**PROMPT 1**
Repeat the entries word for word, from the first entry through the line containing "[(524, 513)]", both ends inclusive.

I also drive it to work, park it, and it sits in the lot for the better part of eight to nine hours. Is it "asleep" during this time?

PS - I did RTFM before posting, searched for "sleep" and "asleep" and nothing of consequence came up . . . .


----------



## GDN (Oct 30, 2017)

I can tell you this much, once you pull in and it connects to wifi it does not sleep for usually 2 to 3 hours. I believe it is uploading to the mothership, but I have Teslafi and I know the car doesn't sleep after arriving home for a couple of hours. Away from Wifi (like at work) and it will sleep just a short amount of time after parking.

I truly think Tesla is once again way off on their estimated install time as very few people have the activation after paying for the upgrades. You likely have not missed it, Tesla just hasn't pushed it.

If you want to see what your car is doing Teslafi has a two week trial period, which doubles if you use a referral code.


----------



## fsKotte (Jan 19, 2018)

GDN said:


> I can tell you this much, once you pull in and it connects to wifi it does not sleep for usually 2 to 3 hours. I believe it is uploading to the mothership, but I have Teslafi and I know the car doesn't sleep after arriving home for a couple of hours. Away from Wifi (like at work) and it will sleep just a short amount of time after parking.

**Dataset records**
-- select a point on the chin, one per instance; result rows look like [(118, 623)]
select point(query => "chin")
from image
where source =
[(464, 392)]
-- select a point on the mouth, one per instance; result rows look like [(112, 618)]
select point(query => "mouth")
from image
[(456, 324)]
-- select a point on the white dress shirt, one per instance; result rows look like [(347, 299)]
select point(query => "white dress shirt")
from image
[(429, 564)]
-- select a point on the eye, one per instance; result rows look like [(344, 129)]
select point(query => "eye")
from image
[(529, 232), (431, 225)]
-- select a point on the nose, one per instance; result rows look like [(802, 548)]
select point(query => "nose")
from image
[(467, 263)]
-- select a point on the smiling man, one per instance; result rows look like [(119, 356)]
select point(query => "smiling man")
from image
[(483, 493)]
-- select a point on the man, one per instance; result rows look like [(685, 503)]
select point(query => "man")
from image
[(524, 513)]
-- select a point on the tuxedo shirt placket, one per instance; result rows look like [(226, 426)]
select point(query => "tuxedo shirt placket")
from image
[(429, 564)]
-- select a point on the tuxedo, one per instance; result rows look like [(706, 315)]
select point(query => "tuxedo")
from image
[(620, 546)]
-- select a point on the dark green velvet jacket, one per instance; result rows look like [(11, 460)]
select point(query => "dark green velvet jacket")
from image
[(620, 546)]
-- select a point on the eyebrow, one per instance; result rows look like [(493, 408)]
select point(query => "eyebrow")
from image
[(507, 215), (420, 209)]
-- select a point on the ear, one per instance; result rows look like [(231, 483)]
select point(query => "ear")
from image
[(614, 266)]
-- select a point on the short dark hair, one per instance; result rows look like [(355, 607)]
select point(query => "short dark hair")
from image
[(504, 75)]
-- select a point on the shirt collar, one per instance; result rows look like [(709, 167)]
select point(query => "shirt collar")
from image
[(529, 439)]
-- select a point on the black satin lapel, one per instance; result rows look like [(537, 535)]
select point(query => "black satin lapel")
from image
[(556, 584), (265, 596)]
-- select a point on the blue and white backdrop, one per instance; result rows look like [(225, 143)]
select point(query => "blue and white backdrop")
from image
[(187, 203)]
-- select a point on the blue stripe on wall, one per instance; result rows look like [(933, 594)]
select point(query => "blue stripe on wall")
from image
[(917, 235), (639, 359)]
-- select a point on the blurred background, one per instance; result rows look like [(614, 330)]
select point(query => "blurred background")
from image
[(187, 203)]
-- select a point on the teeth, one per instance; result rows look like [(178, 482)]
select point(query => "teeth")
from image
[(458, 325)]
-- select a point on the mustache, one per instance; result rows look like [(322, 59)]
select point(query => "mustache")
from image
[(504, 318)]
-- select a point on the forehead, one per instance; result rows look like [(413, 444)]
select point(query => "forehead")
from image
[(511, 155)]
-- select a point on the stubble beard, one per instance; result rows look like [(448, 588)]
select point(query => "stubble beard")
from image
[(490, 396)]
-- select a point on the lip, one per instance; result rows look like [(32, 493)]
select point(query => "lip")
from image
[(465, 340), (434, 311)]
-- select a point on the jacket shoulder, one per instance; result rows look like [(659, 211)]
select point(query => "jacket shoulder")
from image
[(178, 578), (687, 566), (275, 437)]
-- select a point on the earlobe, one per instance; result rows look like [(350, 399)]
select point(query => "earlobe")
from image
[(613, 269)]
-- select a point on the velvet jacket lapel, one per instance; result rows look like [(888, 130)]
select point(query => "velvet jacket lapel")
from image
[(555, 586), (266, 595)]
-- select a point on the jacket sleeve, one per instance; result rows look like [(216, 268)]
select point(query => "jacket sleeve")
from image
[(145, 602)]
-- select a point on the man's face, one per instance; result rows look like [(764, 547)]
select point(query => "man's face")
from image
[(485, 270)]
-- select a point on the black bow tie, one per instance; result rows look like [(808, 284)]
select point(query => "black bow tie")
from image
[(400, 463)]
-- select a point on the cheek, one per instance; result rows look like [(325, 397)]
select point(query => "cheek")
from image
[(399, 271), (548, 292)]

**PROMPT 2**
From the forum thread about when the car sleeps, reproduce the passage between "I truly think" and "(Jan 19, 2018)", inclusive, word for word.

**WRITTEN ANSWER 1**
-- select a point on the chin, one per instance; result rows look like [(118, 623)]
select point(query => "chin")
from image
where source =
[(464, 392)]
-- select a point on the mouth, one per instance; result rows look like [(112, 618)]
select point(query => "mouth")
from image
[(456, 324)]
-- select a point on the white dress shirt, one per instance; result rows look like [(347, 299)]
select point(query => "white dress shirt")
from image
[(429, 564)]
-- select a point on the eye, one per instance; result rows look like [(344, 129)]
select point(query => "eye")
from image
[(529, 232), (431, 225)]
-- select a point on the nose, one per instance; result rows look like [(802, 548)]
select point(query => "nose")
from image
[(467, 263)]
-- select a point on the smiling man, one per instance; result rows look like [(119, 356)]
select point(query => "smiling man")
from image
[(483, 493)]
-- select a point on the man, one per instance; result rows look like [(685, 503)]
select point(query => "man")
from image
[(524, 513)]

**WRITTEN ANSWER 2**
I truly think Tesla is once again way off on their estimated install time as very few people have the activation after paying for the upgrades. You likely have not missed it, Tesla just hasn't pushed it.

If you want to see what your car is doing Teslafi has a two week trial period, which doubles if you use a referral code.


----------



## fsKotte (Jan 19, 2018)